### Exercises
1. In the passage on writing, give everything from "When I do get" down to "it for free." again, replacing "for free" with "without pay".
2. In the passage on writing, which part of the story flowed better and faster?
-- BEGIN Text block --
Well, one question I can answer. Yes, it does get easier but I don't believe it ever gets easy. In fact if it did I suspect it would cease to interest me. The second part of the story flowed far better and faster than the first part. Though there are certainly personal themes present it would be a mistake to let them swallow the story whole. Those themes must guide what is effectively a war story about very different styles of warrior coming together in desperate circumstances but the personal stuff cannot be allowed to overwhelm it, the background cannot become the foreground.
I'm starting to worry that I may have bitten off more than I can chew with this story. The longer I leave it as a work-in-progress the more it grows in my mind which only makes it harder to get down to business when I have some time. This then means that I'm more inclined to write another review rather than wrestling with myself to write the story. I'm hoping that talking about this out loud will help me get on with it by making clear to me what it is I'm avoiding.
When I do get down to writing the story, I enjoy it and yet also really struggle with it. As far as I'm concerned that only serves to highlight how meaningful the process is and therefore how much more I must devote myself to it. I hope I can get moving again. I think I will feel a tremendous and very real sense of achievement if I can get the story finished to a standard I can live with...my perfectionist streak means I can't be 'happy' with it.
Writing for fun and no profit is deeply meaningful to me. I agree with Wil when he says that most of the artists he knows would happily do their thing for free, I'm also happy to do it for free.
Why? I think it's because, for me, writing is its own reward.
-- END Text block --
-- BEGIN Supplied material --
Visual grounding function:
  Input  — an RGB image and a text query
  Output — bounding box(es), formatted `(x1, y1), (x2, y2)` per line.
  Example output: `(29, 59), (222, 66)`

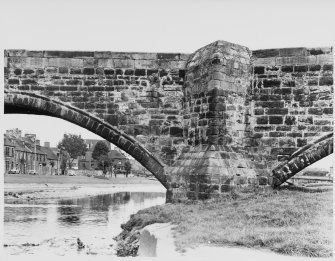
-- END Supplied material --
### Set of answers
1.
When I do get down to writing the story, I enjoy it and yet also really struggle with it. As far as I'm concerned that only serves to highlight how meaningful the process is and therefore how much more I must devote myself to it. I hope I can get moving again. I think I will feel a tremendous and very real sense of achievement if I can get the story finished to a standard I can live with...my perfectionist streak means I can't be 'happy' with it.
Writing for fun and no profit is deeply meaningful to me. I agree with Wil when he says that most of the artists he knows would happily do their thing without pay, I'm also happy to do it without pay.

2. The second part.